start Supplied information
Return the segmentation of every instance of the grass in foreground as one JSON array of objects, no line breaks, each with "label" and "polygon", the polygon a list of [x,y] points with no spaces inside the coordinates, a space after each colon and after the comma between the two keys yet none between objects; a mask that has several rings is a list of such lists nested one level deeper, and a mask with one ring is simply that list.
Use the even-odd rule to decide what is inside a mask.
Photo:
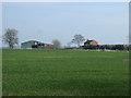
[{"label": "grass in foreground", "polygon": [[3,96],[127,96],[128,52],[3,49]]}]

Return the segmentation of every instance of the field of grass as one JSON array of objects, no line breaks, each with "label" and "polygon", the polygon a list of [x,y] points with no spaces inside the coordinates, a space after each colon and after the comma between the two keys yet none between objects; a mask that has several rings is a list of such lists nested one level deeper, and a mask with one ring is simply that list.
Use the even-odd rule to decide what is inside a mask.
[{"label": "field of grass", "polygon": [[3,96],[128,96],[126,51],[2,51]]}]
end Supplied information
Write out every line of the items again, requests included, but multiply each polygon coordinate in the answers by 0.85 and round it to a whole number, with halves rounded up. Leave the pictures out.

| Result of this task |
Return the segmentation of every instance of the grass in foreground as one JSON array of objects, no line breaks, each with "label" and "polygon", the polygon a list of [x,y] points with no spaces inside the coordinates, a space after each colon and after the comma between the two keys yet none between objects; a mask that has several rings is a list of such lists nested one level deeper, and a mask with one ring is simply that list.
Use the even-odd rule to decide what is inside a mask.
Photo:
[{"label": "grass in foreground", "polygon": [[3,82],[108,82],[109,44],[3,42]]}]

Return the segmentation of every instance of the field of grass as one JSON array of objects, no line breaks, each with "label" and "polygon", the polygon a list of [x,y] points with no spaces inside the coordinates, a space after each colon and after the comma between the two keys yet none between objects; a mask that has several rings is a list of such lists nested one level deeper, and a mask with one ring is simply that list.
Use the even-odd rule to decide what is inside a mask.
[{"label": "field of grass", "polygon": [[3,82],[109,82],[107,43],[2,43]]}]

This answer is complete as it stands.